- Examples of labeling with points -
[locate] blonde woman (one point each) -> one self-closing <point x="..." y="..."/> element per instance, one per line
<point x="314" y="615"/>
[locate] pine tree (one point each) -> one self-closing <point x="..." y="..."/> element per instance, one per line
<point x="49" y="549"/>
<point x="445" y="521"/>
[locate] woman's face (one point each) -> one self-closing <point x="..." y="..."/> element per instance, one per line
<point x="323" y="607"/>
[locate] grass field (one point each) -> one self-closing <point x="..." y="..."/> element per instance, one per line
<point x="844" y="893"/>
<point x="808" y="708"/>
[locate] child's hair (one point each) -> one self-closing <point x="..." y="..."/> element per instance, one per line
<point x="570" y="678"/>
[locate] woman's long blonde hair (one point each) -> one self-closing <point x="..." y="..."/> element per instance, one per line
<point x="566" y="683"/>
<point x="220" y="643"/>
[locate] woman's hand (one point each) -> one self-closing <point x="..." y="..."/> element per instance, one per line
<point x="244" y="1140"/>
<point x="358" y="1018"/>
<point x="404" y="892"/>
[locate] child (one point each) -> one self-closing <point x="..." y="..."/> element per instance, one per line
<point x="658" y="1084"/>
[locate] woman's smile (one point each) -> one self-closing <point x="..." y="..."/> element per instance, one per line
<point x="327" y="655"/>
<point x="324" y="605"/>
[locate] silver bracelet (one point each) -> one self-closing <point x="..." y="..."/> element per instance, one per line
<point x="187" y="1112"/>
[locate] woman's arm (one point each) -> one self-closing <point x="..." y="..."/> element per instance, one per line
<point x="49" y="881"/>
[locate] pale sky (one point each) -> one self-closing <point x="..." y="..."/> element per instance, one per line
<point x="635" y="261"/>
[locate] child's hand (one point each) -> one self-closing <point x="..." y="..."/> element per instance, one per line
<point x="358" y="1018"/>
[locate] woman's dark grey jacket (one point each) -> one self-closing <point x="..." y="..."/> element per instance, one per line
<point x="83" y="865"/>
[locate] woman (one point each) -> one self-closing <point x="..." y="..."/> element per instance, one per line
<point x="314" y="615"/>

- Exercise task -
Copy every one of the lines above, word for word and in the same order.

- In response -
[locate] blonde woman (one point each) -> one self-closing <point x="..." y="..."/> element per instance, one per line
<point x="314" y="615"/>
[locate] pine tree (one point each) -> one self-closing <point x="..." y="..."/> element per instance, one per line
<point x="49" y="549"/>
<point x="445" y="521"/>
[locate] woman's face (one point each) -> one self-closing <point x="..." y="..."/> element per instance, one per line
<point x="323" y="607"/>
[locate] grass field (one point each) -> one self-closing <point x="..." y="..."/> element per instance, one per line
<point x="844" y="893"/>
<point x="808" y="708"/>
[locate] child's hair (one point each) -> one self-closing <point x="..." y="..."/> element per instance, one per line
<point x="570" y="678"/>
[locate] woman's long blonde hair (one point each) -> one self-closing <point x="..." y="..."/> element per instance, one per line
<point x="566" y="683"/>
<point x="220" y="643"/>
[locate] woman's hand (one point each) -> one self-closing <point x="..." y="..."/> element per instance, one per line
<point x="244" y="1140"/>
<point x="358" y="1018"/>
<point x="404" y="892"/>
[locate] child (one point each) -> one self-closing <point x="..." y="..."/> element per instance, one per line
<point x="658" y="1084"/>
[locate] woman's smile (one point each) -> one self-closing <point x="..." y="..."/> element per instance, one per line
<point x="327" y="655"/>
<point x="324" y="605"/>
[locate] silver bracelet (one point each) -> one self-closing <point x="..." y="..."/> element per instance, one per line
<point x="187" y="1112"/>
[locate] woman's arm (one point each) -> one self-closing <point x="..." y="..."/> element per instance, one per line
<point x="49" y="881"/>
[locate] pale sky (one point each) -> one self-closing <point x="..." y="..."/> element per instance, one per line
<point x="635" y="261"/>
[locate] child's hand (one point each) -> one self-closing <point x="..." y="..."/> element per instance, one per line
<point x="358" y="1018"/>
[locate] woman's dark grey jacket (one point each) -> one self-closing <point x="..." y="..."/> element per instance, one per line
<point x="83" y="865"/>
[locate] woman (one point each) -> one self-closing <point x="..." y="..."/> element per instance, one per line
<point x="314" y="615"/>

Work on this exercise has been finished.